• **Task statement**
The records are to be repeated in full. Every line must match.

(Region pointing data)
------------------------------

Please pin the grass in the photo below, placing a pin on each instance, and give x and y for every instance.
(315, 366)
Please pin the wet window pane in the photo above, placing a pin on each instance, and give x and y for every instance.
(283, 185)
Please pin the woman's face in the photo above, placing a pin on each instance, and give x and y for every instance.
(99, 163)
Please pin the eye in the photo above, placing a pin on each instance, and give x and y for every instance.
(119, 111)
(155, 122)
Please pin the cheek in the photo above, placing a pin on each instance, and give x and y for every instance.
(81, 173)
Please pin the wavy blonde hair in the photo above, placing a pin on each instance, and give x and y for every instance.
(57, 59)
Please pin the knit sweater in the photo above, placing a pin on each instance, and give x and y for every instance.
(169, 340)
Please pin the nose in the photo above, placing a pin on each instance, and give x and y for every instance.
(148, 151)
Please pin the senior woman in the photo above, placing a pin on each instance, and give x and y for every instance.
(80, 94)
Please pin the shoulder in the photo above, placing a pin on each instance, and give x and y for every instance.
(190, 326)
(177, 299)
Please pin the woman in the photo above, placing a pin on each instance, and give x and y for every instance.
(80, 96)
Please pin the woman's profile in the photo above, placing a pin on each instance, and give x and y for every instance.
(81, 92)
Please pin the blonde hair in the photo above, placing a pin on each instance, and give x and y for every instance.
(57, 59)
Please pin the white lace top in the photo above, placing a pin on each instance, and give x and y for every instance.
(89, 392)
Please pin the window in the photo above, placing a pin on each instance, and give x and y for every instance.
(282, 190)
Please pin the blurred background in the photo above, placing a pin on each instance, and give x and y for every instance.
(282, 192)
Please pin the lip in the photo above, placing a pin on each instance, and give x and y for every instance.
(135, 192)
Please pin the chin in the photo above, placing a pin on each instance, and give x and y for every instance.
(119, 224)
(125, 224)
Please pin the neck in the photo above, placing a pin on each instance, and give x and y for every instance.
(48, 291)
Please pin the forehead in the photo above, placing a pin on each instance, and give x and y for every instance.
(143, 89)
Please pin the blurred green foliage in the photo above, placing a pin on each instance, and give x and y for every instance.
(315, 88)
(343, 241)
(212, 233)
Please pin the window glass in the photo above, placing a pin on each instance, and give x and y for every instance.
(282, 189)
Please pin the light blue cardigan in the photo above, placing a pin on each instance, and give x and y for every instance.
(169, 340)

------------------------------

• **Response area**
Please pin the grass in the photo below, placing a pin on each instance, and give x and y for every instance.
(315, 366)
Please pin the wet window pane in the photo above, placing a pin on each instance, and give x and y for every instance.
(283, 185)
Please pin the woman's face in the photo above, placing a pin on each instance, and give x and y for every instance.
(99, 163)
Please pin the eye in the photo above, placing a pin on each instance, and give x and y for every instance.
(119, 111)
(155, 122)
Please pin the cheek in the photo above, placing a pin on each instance, and give x and y for every instance.
(81, 173)
Please pin the wavy blonde hair in the photo above, placing a pin on each instance, and give x and y for every instance.
(57, 59)
Please pin the knit sweater in the photo above, placing a pin on each instance, and give x and y for every instance.
(169, 340)
Please pin the nose in the photo above, placing a pin on each instance, and give x and y for every instance.
(148, 151)
Please pin the senior woman in the photo above, placing a pin on each instance, and give x and y for every instance.
(80, 94)
Please pin the shoulder in the photo above, placing a pin on each instance, and give x and y for every instance.
(190, 326)
(177, 299)
Please pin the woman in the photo above, placing a pin on each instance, and give x and y for every instance.
(80, 96)
Please pin the woman's profile in the photo above, placing a pin on each instance, and give x and y for every instance.
(81, 92)
Please pin the blonde hair in the photo above, placing a pin on each instance, and give x and y for every instance.
(57, 59)
Please pin the white lace top in the photo above, placing a pin on each instance, and give x and y for every instance.
(89, 392)
Please pin the window in the photo above, placing a pin on each instance, and give x and y for every instance.
(282, 190)
Please pin the blurred background in the photo above, placing a pin on each instance, and give x and y for every instance.
(282, 192)
Please pin the lip in the photo above, placing a pin on each instance, and give x and y for every instance.
(135, 192)
Please pin the chin in the photo above, placing a pin on each instance, and give x and y for every instance.
(119, 224)
(125, 224)
Please pin the neck in the photo above, placing a pin on each instance, and give x and y for every instance.
(48, 291)
Please pin the forehead in the photo above, placing a pin on each instance, and give x and y for every instance.
(143, 89)
Please pin the blurred green foliage in the photo above, placing a pin on each instance, and give x and y for every instance.
(315, 88)
(343, 241)
(212, 233)
Please pin the window glass in the photo above, placing a pin on each instance, and give x and y for every instance.
(282, 189)
Please pin the light blue cardigan in the photo above, placing a pin on each instance, and give x and y for every instance.
(169, 340)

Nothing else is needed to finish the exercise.